§ Document section:
*-*-*
Wednesday, 5 October 2016

The Problem with Radio Comedy

Old time radio comedy shows are loved by many people today, but Fred Allen didn’t have much good to say about them. He knew what the problem was with them. The problem was everybody else.

John Crosby of the New York Herald Tribune gave over his column of September 10, 1947 to Allen, who proceeded to find fault with the state of radio comedy everywhere, sparing only the little tubes and tuning dial on the radio set itself.

Reading the column, it’s hard to determine where the truth ended and the satire began. Allen had little time for censors or network executives. He wasn’t enamoured of the idea of guest stars, something his sponsor insisted upon. But was he honestly dismissive of his writer Nat Hiken or supporting players like Minerva Pious and Kenny Delmar?

This version of the story was lifted from the Ottawa Journal, so you’ll noticed the mixed American and British spelling, a peculiar trait of Canadian print media.
*-*-*
§ Extracted entries:
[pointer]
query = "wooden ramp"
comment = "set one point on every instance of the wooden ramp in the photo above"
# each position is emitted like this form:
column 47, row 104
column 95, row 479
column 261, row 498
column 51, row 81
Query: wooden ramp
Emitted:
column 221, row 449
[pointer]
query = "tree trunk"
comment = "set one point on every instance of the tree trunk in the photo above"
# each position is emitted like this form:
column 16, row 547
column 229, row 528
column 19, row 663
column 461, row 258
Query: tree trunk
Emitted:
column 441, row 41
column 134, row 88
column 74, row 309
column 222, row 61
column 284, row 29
*-*-*
§ List of tasks:
[a] Reproduce the radio comedy post from "John Crosby of" up to and including "Canadian print media.".
[b] List every person the radio comedy post names.
The rows come from a different source.

§ Answer set:
[a]
John Crosby of the New York Herald Tribune gave over his column of September 10, 1947 to Allen, who proceeded to find fault with the state of radio comedy everywhere, sparing only the little tubes and tuning dial on the radio set itself.

Reading the column, it’s hard to determine where the truth ended and the satire began. Allen had little time for censors or network executives. He wasn’t enamoured of the idea of guest stars, something his sponsor insisted upon. But was he honestly dismissive of his writer Nat Hiken or supporting players like Minerva Pious and Kenny Delmar?

This version of the story was lifted from the Ottawa Journal, so you’ll noticed the mixed American and British spelling, a peculiar trait of Canadian print media.

[b]
Fred Allen
John Crosby
Nat Hiken
Minerva Pious
Kenny Delmar